WHAT THE TASK ASKS
Copy each of the items below word for word, line by line, with nothing changed.

PROVIDED DATA
-------

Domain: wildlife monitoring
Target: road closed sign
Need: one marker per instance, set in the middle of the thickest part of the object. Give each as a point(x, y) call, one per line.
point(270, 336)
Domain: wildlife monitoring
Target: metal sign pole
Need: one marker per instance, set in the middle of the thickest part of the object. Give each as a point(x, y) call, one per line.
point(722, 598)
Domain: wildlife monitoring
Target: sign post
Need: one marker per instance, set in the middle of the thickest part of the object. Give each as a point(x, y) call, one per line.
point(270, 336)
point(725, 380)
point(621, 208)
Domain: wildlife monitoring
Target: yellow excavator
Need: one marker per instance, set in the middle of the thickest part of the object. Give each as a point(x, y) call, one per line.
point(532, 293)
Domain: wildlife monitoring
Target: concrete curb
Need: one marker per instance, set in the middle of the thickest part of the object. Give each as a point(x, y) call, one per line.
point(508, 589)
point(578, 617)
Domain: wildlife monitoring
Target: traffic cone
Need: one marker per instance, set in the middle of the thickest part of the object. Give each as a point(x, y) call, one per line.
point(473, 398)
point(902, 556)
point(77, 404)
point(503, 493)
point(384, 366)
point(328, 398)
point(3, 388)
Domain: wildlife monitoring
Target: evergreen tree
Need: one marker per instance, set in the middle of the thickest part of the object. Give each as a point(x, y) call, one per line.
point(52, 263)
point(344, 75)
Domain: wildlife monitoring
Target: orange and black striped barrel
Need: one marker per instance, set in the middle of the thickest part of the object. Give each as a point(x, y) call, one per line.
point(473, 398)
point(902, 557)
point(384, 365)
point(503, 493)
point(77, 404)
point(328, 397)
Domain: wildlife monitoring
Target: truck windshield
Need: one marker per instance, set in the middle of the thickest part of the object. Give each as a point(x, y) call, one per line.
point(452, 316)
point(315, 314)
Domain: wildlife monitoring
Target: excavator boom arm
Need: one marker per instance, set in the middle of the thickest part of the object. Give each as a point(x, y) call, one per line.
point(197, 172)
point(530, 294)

-------

THE COMPLETED TASK
Domain: wildlife monitoring
Target: road closed sign
Need: one marker per instance, set in the middle of the thickest part of the object. Give each as a point(x, y) call, one per line.
point(270, 336)
Domain: wildlife monitoring
Target: metal sign pole
Need: one marker per instance, set in the middle of the thickest part of the object. Give each as a point(x, y) call, one per line.
point(722, 598)
Domain: wildlife monitoring
Target: sign post
Need: one marker per instance, set in the middle of the thickest part of the object. Give each as a point(x, y) call, one per line.
point(270, 336)
point(725, 380)
point(621, 208)
Domain: wildlife monitoring
Target: yellow excavator
Need: one marker per instance, set in the middle of the thickest part of the object. Give each as a point(x, y) call, one per line.
point(532, 293)
Domain: wildlife monitoring
Target: concrete curb
Need: one marker per instance, set in the middle of the thickest part of the object. Give each as a point(x, y) call, one per line.
point(508, 589)
point(578, 617)
Domain: wildlife monitoring
Target: traffic cone
Need: one marker per instance, set in the middle of the thickest part of the object. Give each as a point(x, y) call, one per line.
point(473, 398)
point(902, 556)
point(77, 404)
point(503, 493)
point(384, 366)
point(328, 398)
point(3, 388)
Domain: wildlife monitoring
Target: evergreen tree
Need: one marker per instance, set in the middle of the thickest part of the object. Give each as a point(x, y) call, one per line.
point(52, 263)
point(344, 75)
Domain: wildlife monitoring
Target: orange and black striped barrel
Need: one marker per instance, set in the middle of the thickest part of the object. Give each as a point(x, y) call, one per line.
point(473, 398)
point(902, 557)
point(384, 365)
point(503, 493)
point(77, 404)
point(328, 397)
Domain: wildlife monitoring
Target: truck windshield
Need: one marker per instance, set in the middle of the thickest part of the object. Give each as a point(x, y) call, one per line.
point(452, 316)
point(315, 314)
Domain: wildlife monitoring
Target: excavator boom arm
Need: one marker per instance, set in the middle of the thickest part of the object. Give each as a point(x, y) call, one per line.
point(197, 172)
point(530, 294)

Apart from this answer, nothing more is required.